O professor Leonardo Estauski Tanaka, que estuda a presença franciscana em Canoinhas, elencou as cinco pioneiras que implementaram a congregação na cidade:

 

E segundo a Ata 01 da crônica, foram as fundadoras do colégio. Primeiro chegam Irmã Maria Fidelis Narder e Irmã Maria Gertrudes Gruber. No dia 5 chegou as outras três e depois chegou a Irmã Crescência e Irmã Isabel Von Arx.

Colégio Sagrado criou o modelo de educação canoinhense

Não seria exagero dizer que o Sagrado Coração de Jesus contribuiu decisivamente para a instituição do modelo canoinhense de educação, mesmo porque foi ele o segundo colégio oficial da cidade – pouco tempo antes havia sido inaugurado o Colégio Ana Cidade, hoje Almirante Barroso.

_ _ _ _ _

**INSTRUÇÕES DE TRABALHO**.
- 1) Responda, com base no texto sobre as irmãs franciscanas em Canoinhas:
(a) Quem é o professor que estuda a presença franciscana em Canoinhas?
(b) Quais foram as duas irmãs que chegaram primeiro?
(c) Que colégio havia sido inaugurado pouco antes do Sagrado Coração de Jesus, e qual é o nome dele hoje?
- 2) Prossiga o texto sobre o Colégio Sagrado Coração de Jesus em Canoinhas com um parágrafo que comece logo após a última frase apresentada.

Dados de apontamento de expressões referenciais
_ _ _ _ _

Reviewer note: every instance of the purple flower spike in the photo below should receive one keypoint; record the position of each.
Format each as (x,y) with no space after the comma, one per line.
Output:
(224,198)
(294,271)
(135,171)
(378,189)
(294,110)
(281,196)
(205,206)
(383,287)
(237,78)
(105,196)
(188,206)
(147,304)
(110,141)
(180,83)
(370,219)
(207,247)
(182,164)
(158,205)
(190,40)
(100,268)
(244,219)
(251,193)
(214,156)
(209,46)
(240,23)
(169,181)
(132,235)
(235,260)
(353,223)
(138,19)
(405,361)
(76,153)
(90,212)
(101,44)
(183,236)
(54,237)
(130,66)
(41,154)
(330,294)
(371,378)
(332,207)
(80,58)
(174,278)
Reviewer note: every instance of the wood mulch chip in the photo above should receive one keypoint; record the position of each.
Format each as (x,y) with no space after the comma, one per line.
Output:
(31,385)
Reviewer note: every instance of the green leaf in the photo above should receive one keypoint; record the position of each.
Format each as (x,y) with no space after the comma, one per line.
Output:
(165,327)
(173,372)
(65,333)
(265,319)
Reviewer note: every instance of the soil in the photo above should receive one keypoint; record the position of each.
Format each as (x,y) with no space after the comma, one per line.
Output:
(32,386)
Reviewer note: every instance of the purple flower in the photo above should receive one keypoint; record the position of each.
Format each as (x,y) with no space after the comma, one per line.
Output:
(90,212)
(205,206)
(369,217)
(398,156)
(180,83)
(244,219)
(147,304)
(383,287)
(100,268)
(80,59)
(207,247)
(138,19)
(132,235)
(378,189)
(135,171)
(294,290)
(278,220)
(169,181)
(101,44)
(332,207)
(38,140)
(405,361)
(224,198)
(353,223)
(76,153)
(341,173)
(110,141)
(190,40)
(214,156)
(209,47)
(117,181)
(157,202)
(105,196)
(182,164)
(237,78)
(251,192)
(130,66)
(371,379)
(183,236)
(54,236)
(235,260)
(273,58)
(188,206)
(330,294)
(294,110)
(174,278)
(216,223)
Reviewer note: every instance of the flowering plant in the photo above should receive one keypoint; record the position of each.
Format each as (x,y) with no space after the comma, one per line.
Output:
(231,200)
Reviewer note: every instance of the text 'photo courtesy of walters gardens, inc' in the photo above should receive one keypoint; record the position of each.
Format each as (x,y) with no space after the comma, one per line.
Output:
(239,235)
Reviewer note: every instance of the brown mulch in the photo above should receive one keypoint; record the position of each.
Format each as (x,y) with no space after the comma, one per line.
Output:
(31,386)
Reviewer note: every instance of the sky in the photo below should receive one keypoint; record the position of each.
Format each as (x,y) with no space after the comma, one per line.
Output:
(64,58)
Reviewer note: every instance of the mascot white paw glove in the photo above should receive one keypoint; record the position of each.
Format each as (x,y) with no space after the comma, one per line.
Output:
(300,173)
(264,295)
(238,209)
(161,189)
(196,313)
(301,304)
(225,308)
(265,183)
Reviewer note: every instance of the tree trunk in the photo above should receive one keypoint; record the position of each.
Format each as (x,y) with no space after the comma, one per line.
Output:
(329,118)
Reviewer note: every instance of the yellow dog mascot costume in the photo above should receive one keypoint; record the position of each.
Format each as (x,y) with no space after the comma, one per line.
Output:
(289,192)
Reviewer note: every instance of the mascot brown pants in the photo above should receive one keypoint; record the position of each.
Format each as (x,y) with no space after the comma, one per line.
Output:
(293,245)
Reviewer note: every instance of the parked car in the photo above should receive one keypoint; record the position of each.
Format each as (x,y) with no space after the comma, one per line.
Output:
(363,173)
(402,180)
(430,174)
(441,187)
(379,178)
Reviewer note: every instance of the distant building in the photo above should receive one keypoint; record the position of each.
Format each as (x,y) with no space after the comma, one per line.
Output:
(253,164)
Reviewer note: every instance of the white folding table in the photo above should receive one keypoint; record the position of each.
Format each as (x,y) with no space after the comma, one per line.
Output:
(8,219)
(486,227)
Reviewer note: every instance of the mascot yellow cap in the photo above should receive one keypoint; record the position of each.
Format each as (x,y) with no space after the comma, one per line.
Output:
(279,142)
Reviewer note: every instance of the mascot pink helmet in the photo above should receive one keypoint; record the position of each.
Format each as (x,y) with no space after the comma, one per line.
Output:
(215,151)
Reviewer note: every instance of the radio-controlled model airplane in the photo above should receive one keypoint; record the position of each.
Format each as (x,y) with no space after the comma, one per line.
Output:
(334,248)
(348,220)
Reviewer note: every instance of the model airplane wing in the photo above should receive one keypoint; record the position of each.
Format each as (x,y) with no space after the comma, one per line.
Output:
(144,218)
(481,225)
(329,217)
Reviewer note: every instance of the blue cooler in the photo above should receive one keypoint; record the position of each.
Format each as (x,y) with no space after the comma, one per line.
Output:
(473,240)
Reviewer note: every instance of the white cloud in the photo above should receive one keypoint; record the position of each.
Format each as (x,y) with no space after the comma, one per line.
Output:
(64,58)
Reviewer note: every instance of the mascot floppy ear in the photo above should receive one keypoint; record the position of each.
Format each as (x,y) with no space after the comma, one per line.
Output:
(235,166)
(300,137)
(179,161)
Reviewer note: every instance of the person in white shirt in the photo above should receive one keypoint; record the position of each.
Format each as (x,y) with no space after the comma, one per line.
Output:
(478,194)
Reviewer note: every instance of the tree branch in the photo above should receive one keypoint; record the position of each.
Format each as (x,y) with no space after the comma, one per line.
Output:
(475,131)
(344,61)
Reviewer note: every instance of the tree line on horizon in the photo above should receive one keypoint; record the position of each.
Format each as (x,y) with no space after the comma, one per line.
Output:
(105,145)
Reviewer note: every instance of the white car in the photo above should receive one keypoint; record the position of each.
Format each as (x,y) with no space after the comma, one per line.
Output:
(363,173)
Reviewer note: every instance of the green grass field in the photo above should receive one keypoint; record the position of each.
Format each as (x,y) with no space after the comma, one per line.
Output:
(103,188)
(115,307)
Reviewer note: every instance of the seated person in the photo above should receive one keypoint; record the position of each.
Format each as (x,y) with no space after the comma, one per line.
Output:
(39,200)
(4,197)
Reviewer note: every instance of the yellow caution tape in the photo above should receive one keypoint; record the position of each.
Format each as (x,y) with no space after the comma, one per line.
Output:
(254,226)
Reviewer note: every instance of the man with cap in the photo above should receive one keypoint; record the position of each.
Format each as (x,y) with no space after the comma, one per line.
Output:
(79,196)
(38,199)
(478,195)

_ _ _ _ _

**RESPOSTAS ESPERADAS**.
- 1)
(a) Leonardo Estauski Tanaka.
(b) Irmã Maria Fidelis Narder e Irmã Maria Gertrudes Gruber.
(c) O Colégio Ana Cidade, hoje Almirante Barroso.

- 2)
De acordo com o saudoso professor Ederson Mota, em entrevista concedida ao JMais em 2015, o modelo de educação criado pelas freiras é inerentemente humanista e influenciou todos os colégios que vieram a seguir. “Havia uma certa desenvoltura na área cultural. O Colégio preenchia a lacuna artística da cidade”, recorda. Mota lembrava que existiam divergências quanto ao modelo de ensino das freiras. Exemplo disso é um trabalho acadêmico desenvolvido na Universidade Federal de Santa Catarina (UFSC), no qual se defende a postura religiosa das freiras como fator predominante no sistema de ensino. “Isso não é verdade, porque estudantes de diversas religiões passaram pelo Sagrado e nunca foram discriminados”, afirmava.